Task description.
Set each record down exactly, excluding all images.

Provided information.

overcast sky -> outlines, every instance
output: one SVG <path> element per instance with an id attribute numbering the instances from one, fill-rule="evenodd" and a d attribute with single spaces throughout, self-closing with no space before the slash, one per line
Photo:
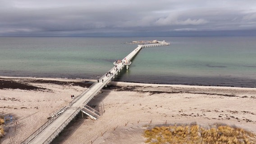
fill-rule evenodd
<path id="1" fill-rule="evenodd" d="M 0 36 L 256 35 L 256 0 L 0 0 Z"/>

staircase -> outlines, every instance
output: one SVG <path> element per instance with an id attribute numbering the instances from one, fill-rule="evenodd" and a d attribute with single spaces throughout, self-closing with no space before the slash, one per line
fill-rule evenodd
<path id="1" fill-rule="evenodd" d="M 100 112 L 87 105 L 86 105 L 82 109 L 82 112 L 89 116 L 91 118 L 91 119 L 96 120 L 98 119 L 101 115 Z"/>

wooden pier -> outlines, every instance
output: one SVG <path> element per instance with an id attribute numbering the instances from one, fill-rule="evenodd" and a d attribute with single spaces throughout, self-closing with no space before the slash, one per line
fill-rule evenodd
<path id="1" fill-rule="evenodd" d="M 124 67 L 129 68 L 133 58 L 142 48 L 169 45 L 169 43 L 156 41 L 155 44 L 138 45 L 131 53 L 121 60 L 120 63 L 114 63 L 115 66 L 109 72 L 111 74 L 104 75 L 99 79 L 99 81 L 93 83 L 85 91 L 76 96 L 69 105 L 51 113 L 51 118 L 27 138 L 22 144 L 50 144 L 69 122 L 80 112 L 84 113 L 92 118 L 97 119 L 100 114 L 97 111 L 90 108 L 87 104 L 96 95 L 114 76 L 120 72 Z M 112 74 L 113 73 L 113 74 Z"/>

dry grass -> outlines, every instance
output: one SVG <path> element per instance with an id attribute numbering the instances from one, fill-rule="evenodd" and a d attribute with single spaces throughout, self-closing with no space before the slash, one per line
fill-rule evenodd
<path id="1" fill-rule="evenodd" d="M 256 135 L 242 129 L 216 125 L 205 129 L 197 124 L 156 126 L 145 130 L 148 144 L 256 144 Z"/>

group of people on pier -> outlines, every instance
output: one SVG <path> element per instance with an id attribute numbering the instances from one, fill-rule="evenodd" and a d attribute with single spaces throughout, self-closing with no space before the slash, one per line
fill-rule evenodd
<path id="1" fill-rule="evenodd" d="M 106 76 L 109 77 L 109 76 L 111 76 L 113 75 L 113 72 L 107 72 L 106 74 Z"/>
<path id="2" fill-rule="evenodd" d="M 115 63 L 117 64 L 119 63 L 123 63 L 123 61 L 122 61 L 122 60 L 117 60 L 115 61 Z"/>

Answer below.
overcast sky -> outlines, every instance
output: one SVG <path> element per instance with an id attribute numbering the instances from one, fill-rule="evenodd" and a d attribute with single spaces throughout, self-closing with no space before the slash, one per line
Photo:
fill-rule evenodd
<path id="1" fill-rule="evenodd" d="M 0 36 L 256 35 L 256 0 L 0 0 Z"/>

staircase -> outlines, every instance
output: one SVG <path> element per instance with an id attribute numbering the instances from one, fill-rule="evenodd" and a d attribute with single spaces throughout, self-closing with no space before the slash, one per line
fill-rule evenodd
<path id="1" fill-rule="evenodd" d="M 100 112 L 87 105 L 86 105 L 82 109 L 82 112 L 89 116 L 91 118 L 91 119 L 96 120 L 98 119 L 101 115 Z"/>

wooden pier -> outlines, every instance
output: one SVG <path> element per instance with an id attribute numbering the instances from one, fill-rule="evenodd" and a d attribute with single spaces throughout, self-closing with no space before the slash, one per line
fill-rule evenodd
<path id="1" fill-rule="evenodd" d="M 124 67 L 129 68 L 133 58 L 142 48 L 169 45 L 169 43 L 156 41 L 155 44 L 138 45 L 131 53 L 121 60 L 120 63 L 114 63 L 115 66 L 109 72 L 111 74 L 104 75 L 99 79 L 99 81 L 93 83 L 85 91 L 76 96 L 69 105 L 51 113 L 51 118 L 27 138 L 22 144 L 50 144 L 69 122 L 80 112 L 84 113 L 92 118 L 97 119 L 100 114 L 97 111 L 90 108 L 87 104 L 96 95 L 114 76 L 120 72 Z M 112 74 L 113 73 L 113 74 Z"/>

dry grass -> outlines, every instance
output: one SVG <path> element per instance with an id attribute numbering the instances from one, fill-rule="evenodd" and a d attribute with single spaces throughout, self-closing with no space before the slash, one per line
fill-rule evenodd
<path id="1" fill-rule="evenodd" d="M 256 135 L 242 129 L 216 125 L 205 129 L 197 124 L 156 126 L 145 130 L 148 144 L 256 144 Z"/>

group of people on pier -> outlines, every instance
output: one SVG <path> element per instance with an id attribute numbering the instances from one, fill-rule="evenodd" and a d attribute with single spaces throughout, self-closing with no space before the slash, one per line
fill-rule evenodd
<path id="1" fill-rule="evenodd" d="M 106 76 L 109 77 L 109 76 L 111 76 L 113 75 L 113 72 L 107 72 L 106 74 Z"/>
<path id="2" fill-rule="evenodd" d="M 115 63 L 117 64 L 119 63 L 123 63 L 123 61 L 122 61 L 122 60 L 117 60 L 115 61 Z"/>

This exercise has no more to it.